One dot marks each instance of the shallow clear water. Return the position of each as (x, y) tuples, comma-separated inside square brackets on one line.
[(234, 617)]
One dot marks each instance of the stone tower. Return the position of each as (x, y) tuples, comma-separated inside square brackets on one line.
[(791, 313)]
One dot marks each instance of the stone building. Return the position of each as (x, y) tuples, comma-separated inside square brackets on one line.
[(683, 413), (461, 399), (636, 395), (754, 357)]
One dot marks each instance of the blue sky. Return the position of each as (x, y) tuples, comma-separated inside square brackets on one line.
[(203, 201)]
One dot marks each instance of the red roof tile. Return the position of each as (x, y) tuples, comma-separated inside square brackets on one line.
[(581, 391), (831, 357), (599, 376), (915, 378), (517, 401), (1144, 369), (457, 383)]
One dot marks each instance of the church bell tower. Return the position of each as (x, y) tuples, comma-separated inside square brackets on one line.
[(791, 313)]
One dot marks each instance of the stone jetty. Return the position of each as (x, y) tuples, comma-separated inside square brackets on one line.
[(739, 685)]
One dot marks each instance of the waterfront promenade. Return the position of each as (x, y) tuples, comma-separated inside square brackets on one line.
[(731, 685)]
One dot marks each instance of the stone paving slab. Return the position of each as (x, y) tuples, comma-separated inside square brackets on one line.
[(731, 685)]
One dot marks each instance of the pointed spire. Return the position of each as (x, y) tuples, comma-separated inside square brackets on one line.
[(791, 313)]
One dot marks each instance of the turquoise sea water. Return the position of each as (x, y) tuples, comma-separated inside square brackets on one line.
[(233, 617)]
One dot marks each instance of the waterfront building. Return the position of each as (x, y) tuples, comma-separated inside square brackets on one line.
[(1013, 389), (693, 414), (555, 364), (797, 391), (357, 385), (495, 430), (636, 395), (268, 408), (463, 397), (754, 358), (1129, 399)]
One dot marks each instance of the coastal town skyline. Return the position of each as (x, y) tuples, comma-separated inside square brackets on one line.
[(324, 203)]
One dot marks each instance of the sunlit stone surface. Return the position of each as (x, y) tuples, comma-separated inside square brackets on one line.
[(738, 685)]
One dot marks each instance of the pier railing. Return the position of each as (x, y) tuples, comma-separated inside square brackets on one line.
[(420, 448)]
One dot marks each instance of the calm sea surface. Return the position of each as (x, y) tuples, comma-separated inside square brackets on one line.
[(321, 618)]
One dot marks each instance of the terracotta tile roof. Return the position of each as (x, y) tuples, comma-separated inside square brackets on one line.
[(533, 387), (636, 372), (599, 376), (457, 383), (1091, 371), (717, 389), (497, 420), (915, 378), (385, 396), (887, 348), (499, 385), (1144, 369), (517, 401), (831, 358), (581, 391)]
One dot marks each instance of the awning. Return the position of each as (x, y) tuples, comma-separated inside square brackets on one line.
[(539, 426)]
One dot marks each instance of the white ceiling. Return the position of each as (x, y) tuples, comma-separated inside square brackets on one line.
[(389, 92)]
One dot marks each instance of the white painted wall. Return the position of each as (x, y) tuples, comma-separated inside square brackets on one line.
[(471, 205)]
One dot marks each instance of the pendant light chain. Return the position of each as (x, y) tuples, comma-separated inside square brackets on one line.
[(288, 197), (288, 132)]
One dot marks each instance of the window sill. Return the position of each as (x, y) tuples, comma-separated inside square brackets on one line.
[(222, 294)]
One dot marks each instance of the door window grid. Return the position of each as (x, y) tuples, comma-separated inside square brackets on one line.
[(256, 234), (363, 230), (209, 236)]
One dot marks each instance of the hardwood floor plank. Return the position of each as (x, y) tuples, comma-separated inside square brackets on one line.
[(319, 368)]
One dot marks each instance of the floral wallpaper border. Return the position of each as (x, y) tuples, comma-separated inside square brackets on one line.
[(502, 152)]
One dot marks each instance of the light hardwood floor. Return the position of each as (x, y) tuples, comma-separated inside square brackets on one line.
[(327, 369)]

• [Exercise description]:
Render all of the lines above as a two-column CSV with the header instruction,points, giving one row per line. Put the line's text under instruction and its answer under points, and enclose each field in double quotes with any line breaks replaced by spaces.

• [Result for this exercise]:
instruction,points
"One dot marks each instance of the shallow clear water. Return the position of each as (x, y) tuples, comma-separated inside square brackets on one line.","[(234, 617)]"
"One dot marks each instance of the stone tower. Return the position of each as (x, y) tuples, comma-separated inside square brackets on one line.","[(791, 313)]"
"One dot marks each instance of the stone building. Return the position of each as (x, y) tuples, comma-separated inside square brackets on one line.","[(683, 413), (461, 399), (636, 395), (754, 357)]"
"One dot marks each instance of the blue sky. Return the position of each as (x, y) tuples, comma-separated inside square brackets on one line.","[(203, 201)]"
"One dot marks each instance of the red roof tile. Return the position of each as (x, y) tuples, comma-separated inside square brackets on one line.","[(581, 391), (831, 357), (599, 376), (915, 378), (517, 401), (1144, 369), (457, 383)]"
"One dot marks each instance of the church bell tower. Return the position of each as (x, y) tuples, comma-separated inside square brackets on one line.","[(791, 313)]"
"One dot marks each instance of the stone jetty. Return the position of each as (x, y) tuples, comma-separated inside square brackets on one line.","[(739, 685)]"
"One dot marks each instance of the waterfront promenade. Return the position of each as (x, y) tuples, comma-separated inside square brackets on one line.","[(731, 685)]"
"One dot marks each instance of the stone paving slab. Return the position of each as (x, y) tuples, comma-separated inside square brackets on one line.","[(731, 685)]"
"One dot marks each instance of the pointed spire. Return the position of each as (x, y) tuples, comma-separated inside square brackets on one line.","[(791, 313)]"
"One dot marks each instance of the turquoise sea water. Return the position of each as (x, y) tuples, comma-separated inside square brackets on one line.","[(233, 617)]"
"One dot marks each instance of the waterfront building. Return the position of each as (x, y) tuples, comma-separated inside square brackets on one line.","[(1013, 389), (693, 414), (555, 364), (797, 391), (357, 385), (495, 430), (636, 395), (268, 408), (463, 397), (754, 358), (1129, 399)]"
"One dot marks each instance of the coastal town skyline. Return the position of each as (x, y) tuples, comma-separated inside square brackets on one line.","[(324, 203)]"
"One dot marks each instance of the sunlit stone surface. Return the position of each as (x, y) tuples, comma-separated inside square brackets on one line.","[(738, 685)]"
"One dot marks each instance of the pier railing. Return the position of each as (x, y) tuples, comma-separated inside square brackets on one line.","[(420, 448)]"
"One dot marks each instance of the calm sea surface. Return the position of each as (x, y) tuples, comma-separated inside square brackets on one line.","[(321, 618)]"
"One dot marks each instance of the terracotta tile roof. Return the position of each as (x, y) tuples, comma-separated inside square brackets on one line.","[(533, 387), (636, 372), (599, 376), (457, 383), (1091, 371), (717, 389), (497, 420), (915, 378), (385, 396), (887, 348), (499, 385), (1144, 369), (517, 401), (831, 358), (581, 391)]"
"One dot marks each instance of the awning. Return the position of each as (x, y) tuples, comma-separated inside square brackets on one line.","[(539, 426)]"
"One dot marks each instance of the white ceiling. Return the position of each as (x, y) tuples, comma-separated inside square brackets on one line.","[(389, 92)]"
"One dot marks each instance of the white painted wall. Return the position of each as (x, y) tuples, comma-separated inside square brackets on one line.","[(471, 205)]"
"One dot marks each instance of the pendant light chain. Return the position of each as (x, y) tuples, comma-separated inside square brackets on one line.","[(288, 197), (288, 132)]"
"One dot marks each instance of the window sill. Return the position of each as (x, y) tuples, comma-separated inside square brackets on one line.","[(222, 294)]"
"One dot marks each instance of the door window grid. Return the position of each as (x, y) tuples, comma-separated inside square brackets on one line.","[(256, 234), (363, 230), (209, 236)]"
"One dot marks each instance of the hardwood floor plank. Return the position of each as (x, y) tuples, comma-separated inside square brackets on one line.","[(319, 368)]"
"One dot marks each instance of the floral wallpaper border. Return the position of each as (x, y) tuples, comma-separated inside square brackets on one line.","[(502, 152)]"
"One dot marks each instance of the light hardwood floor. Return the position of each as (x, y) tuples, comma-separated inside square brackets on one line.","[(327, 369)]"